[Referring expression data]
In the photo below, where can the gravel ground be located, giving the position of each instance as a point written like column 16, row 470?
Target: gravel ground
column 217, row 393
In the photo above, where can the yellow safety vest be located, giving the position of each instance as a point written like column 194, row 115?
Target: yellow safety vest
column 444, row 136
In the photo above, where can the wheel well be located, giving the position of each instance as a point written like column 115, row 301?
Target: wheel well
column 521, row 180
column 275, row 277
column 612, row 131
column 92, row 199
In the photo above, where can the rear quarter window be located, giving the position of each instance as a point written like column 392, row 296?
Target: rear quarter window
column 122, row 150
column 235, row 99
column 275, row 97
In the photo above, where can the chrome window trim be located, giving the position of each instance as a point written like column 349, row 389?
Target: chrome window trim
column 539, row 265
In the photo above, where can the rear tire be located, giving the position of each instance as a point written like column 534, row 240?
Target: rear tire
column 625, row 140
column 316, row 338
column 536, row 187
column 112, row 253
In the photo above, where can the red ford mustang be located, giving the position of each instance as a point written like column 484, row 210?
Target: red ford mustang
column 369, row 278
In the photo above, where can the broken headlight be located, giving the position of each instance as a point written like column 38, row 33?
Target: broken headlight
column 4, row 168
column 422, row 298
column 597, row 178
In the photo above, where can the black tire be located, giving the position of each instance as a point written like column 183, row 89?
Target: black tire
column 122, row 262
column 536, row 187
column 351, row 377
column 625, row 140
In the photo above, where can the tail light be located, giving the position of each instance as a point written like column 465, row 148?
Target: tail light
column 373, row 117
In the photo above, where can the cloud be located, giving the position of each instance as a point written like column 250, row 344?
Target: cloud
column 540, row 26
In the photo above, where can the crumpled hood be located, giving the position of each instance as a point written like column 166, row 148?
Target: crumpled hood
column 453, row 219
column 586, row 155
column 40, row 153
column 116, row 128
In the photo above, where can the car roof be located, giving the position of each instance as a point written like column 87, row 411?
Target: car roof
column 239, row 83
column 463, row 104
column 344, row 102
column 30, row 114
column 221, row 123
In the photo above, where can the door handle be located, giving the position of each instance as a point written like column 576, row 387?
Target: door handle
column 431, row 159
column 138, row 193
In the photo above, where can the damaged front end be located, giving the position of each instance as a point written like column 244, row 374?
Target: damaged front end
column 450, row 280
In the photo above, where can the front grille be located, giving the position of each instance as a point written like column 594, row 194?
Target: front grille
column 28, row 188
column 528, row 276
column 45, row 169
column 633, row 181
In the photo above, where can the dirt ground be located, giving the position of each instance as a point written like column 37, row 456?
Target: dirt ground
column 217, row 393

# [REQUIRED ACTION]
Would you return all of the data exactly as it stands above?

# [OUTPUT FOR THIS TASK]
In the photo below, where can the gravel ground be located, giving the position of each instance as a point written like column 16, row 470?
Target: gravel ground
column 217, row 393
In the photo above, where can the yellow safety vest be located, giving the position of each instance as a point written like column 194, row 115?
Target: yellow safety vest
column 444, row 136
In the photo above, where can the wheel well be located, giving the position of each instance as a point written like column 115, row 301?
Target: wheel well
column 521, row 180
column 275, row 277
column 612, row 131
column 92, row 199
In the photo above, where can the rear quarter window be located, giving the position of each instance as a point written like column 392, row 296?
Target: rear quarter window
column 122, row 150
column 235, row 99
column 275, row 97
In the photo above, where can the chrome window trim be located, giving the position of each instance as a point written like column 349, row 389?
Target: chrome window trim
column 539, row 265
In the photo above, where can the rear tire be located, giving the position of each instance as a point written like column 534, row 240?
Target: rear tire
column 625, row 140
column 316, row 338
column 536, row 187
column 112, row 253
In the photo above, where can the red ford mustang be located, giving the position of each instance as a point written like column 484, row 210?
Target: red ford mustang
column 369, row 278
In the photo above, where can the broken headlight be located, giving the position of each instance as a point written like column 38, row 33?
Target: broken headlight
column 4, row 168
column 422, row 298
column 597, row 178
In the photo above, where can the black tire be located, giving the position of each instance as a point written like column 183, row 89?
Target: black tire
column 122, row 262
column 536, row 187
column 351, row 377
column 625, row 140
In the photo above, where can the tail light be located, giving the position of each instance as a point written like column 465, row 148?
Target: tail light
column 373, row 117
In the photo above, where can the cloud be located, giving the position of each instance as a point written like column 250, row 344?
Target: cloud
column 540, row 26
In the photo above, where can the crumpled hood be located, giving the position of each instance as a point written like column 166, row 148?
Target: crumpled hood
column 453, row 219
column 586, row 155
column 40, row 153
column 116, row 128
In the photo above, where can the car roof be located, giving the position of each instance as a point written like column 87, row 411?
Target: car roof
column 239, row 83
column 463, row 104
column 344, row 102
column 30, row 114
column 221, row 123
In the photo above, where can the door handle be located, giving the position of each instance as a point written like column 576, row 387?
Target: door handle
column 431, row 159
column 138, row 193
In the photo above, where can the damaged front end be located, giving the position of each instance as a point written like column 244, row 374?
Target: damaged front end
column 450, row 280
In the photo above, where can the front grille be located, giving the position of each instance as a point written like column 594, row 194?
Target: front grille
column 28, row 188
column 528, row 276
column 45, row 169
column 633, row 181
In the photo above, where can the dirt ground be located, giving the position of each instance as a point written like column 37, row 456?
Target: dirt ground
column 217, row 393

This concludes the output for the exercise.